_INSTRUCTIONS FOR THE TASK_
Copy the data that follows exactly. Include no pictures.

───── INPUT FOR THIS TASK

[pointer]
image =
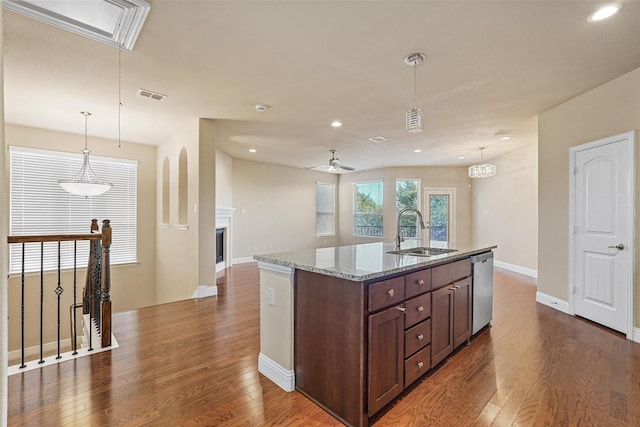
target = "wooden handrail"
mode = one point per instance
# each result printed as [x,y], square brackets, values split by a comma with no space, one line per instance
[53,238]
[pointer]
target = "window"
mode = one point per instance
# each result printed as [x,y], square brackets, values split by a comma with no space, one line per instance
[325,209]
[367,216]
[407,193]
[38,205]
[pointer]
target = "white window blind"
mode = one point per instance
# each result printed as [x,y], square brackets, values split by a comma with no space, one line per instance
[38,205]
[325,209]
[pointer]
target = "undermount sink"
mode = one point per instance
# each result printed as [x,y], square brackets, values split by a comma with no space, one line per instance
[422,251]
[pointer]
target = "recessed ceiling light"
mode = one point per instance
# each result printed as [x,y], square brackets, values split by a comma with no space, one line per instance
[604,12]
[504,132]
[378,139]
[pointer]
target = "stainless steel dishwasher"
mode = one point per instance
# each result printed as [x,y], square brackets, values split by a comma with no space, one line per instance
[482,290]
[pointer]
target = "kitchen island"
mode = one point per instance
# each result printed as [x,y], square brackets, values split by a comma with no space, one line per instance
[361,323]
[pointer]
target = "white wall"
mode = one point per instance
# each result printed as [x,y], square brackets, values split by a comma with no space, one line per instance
[275,208]
[177,269]
[224,180]
[505,209]
[607,110]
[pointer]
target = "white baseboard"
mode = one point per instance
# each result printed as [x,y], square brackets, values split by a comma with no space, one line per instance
[552,302]
[516,268]
[283,378]
[205,291]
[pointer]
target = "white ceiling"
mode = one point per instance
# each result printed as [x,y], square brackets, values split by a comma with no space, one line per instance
[490,65]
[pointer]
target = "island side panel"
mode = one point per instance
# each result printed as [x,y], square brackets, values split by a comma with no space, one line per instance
[329,344]
[276,325]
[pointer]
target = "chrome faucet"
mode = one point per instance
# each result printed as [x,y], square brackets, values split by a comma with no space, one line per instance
[399,238]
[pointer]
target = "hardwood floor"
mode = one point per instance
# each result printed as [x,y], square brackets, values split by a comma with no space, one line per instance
[194,363]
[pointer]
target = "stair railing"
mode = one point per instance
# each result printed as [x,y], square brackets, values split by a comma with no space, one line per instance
[98,284]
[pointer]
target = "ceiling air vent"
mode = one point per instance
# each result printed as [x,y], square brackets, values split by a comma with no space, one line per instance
[150,94]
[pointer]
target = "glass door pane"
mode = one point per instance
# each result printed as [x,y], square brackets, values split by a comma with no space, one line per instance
[439,218]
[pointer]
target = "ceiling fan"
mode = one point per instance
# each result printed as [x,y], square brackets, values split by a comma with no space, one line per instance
[334,163]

──────────

_EXPECTED ANSWER_
[pointer]
image =
target = "wooden handrail"
mode = one point per instance
# each result printed as [x,y], square brackets, values split by a comma with no space, one line per instance
[53,238]
[pointer]
target = "window"
mode = one point per instance
# each result printed as [x,y], square brackets, values split by a comma with no space, one line per instance
[325,209]
[367,216]
[407,193]
[38,205]
[pointer]
target = "white window blind"
mode = one point per instance
# each result printed as [x,y], square brackets, values split by a comma with no space, one line per instance
[38,205]
[325,209]
[pointer]
target = "undermount sink"
mode = one point per instance
# each result printed as [x,y], square brackets, values split by a comma with no space, one line per instance
[422,251]
[pointer]
target = "recessed ceiling light"
mode = one point per instance
# each result printed as [x,y], square brackets, values split by a comma with no space, one line per instance
[604,12]
[504,132]
[378,139]
[pointer]
target = "stainless steel dishwasher"
mode = one point per instance
# each result printed as [x,y], square brackets, values split by a comma with no space, one line per instance
[482,290]
[pointer]
target = "kitchen island"
mode = one point per instance
# each result printed as [x,y], square brackets, values split by a comma with no space, one line per instance
[361,323]
[pointer]
target = "white wall"
mode = one point per instance
# each result printed as [x,y], square brackets, values split by a comma with no space, one line per instance
[275,208]
[177,269]
[224,180]
[505,209]
[607,110]
[pointer]
target = "white baseboard"
mode = one point per instance
# each result printed as [x,y], square brackets, values split by a comma with no space, one line per instance
[552,302]
[516,268]
[283,378]
[205,291]
[pointer]
target = "white ceiling"
mode = one point per instance
# each result printed as [x,y], square brackets, values split by a comma with no space, one line per instance
[490,65]
[pointer]
target = "island side panel"
mode = one point per instance
# each result printed as [x,y], square brackets, values split by a comma with no space, one line per instance
[329,344]
[276,325]
[pointer]
target = "chrome faucet"
mode = one point per instance
# each result printed as [x,y], square brackets, values split by a comma with no space, one line per instance
[399,238]
[pointer]
target = "hardwood floor"
mode = one point per instance
# each result printed as [x,y], square brackets, values split by a comma with no space, one line per instance
[194,363]
[pointer]
target = "stair railing"
mode = one point per instance
# each result printed as [x,y], square brackets, values split by a comma with no space, one line per instance
[98,284]
[pointer]
target = "ceiling air vent"
mode = one point per instance
# each result printed as [x,y], square brackets, values split by a comma with no space, one line per instance
[150,94]
[pointer]
target = "glass door pane"
mode = one point per instance
# each result printed as [x,y], square brackets, values split by a comma with no space, one line per instance
[439,218]
[pointer]
target = "ceiling fan"
mode = one point per instance
# each result printed as [x,y], square brackets, values split by a comma with no space, one line per instance
[334,163]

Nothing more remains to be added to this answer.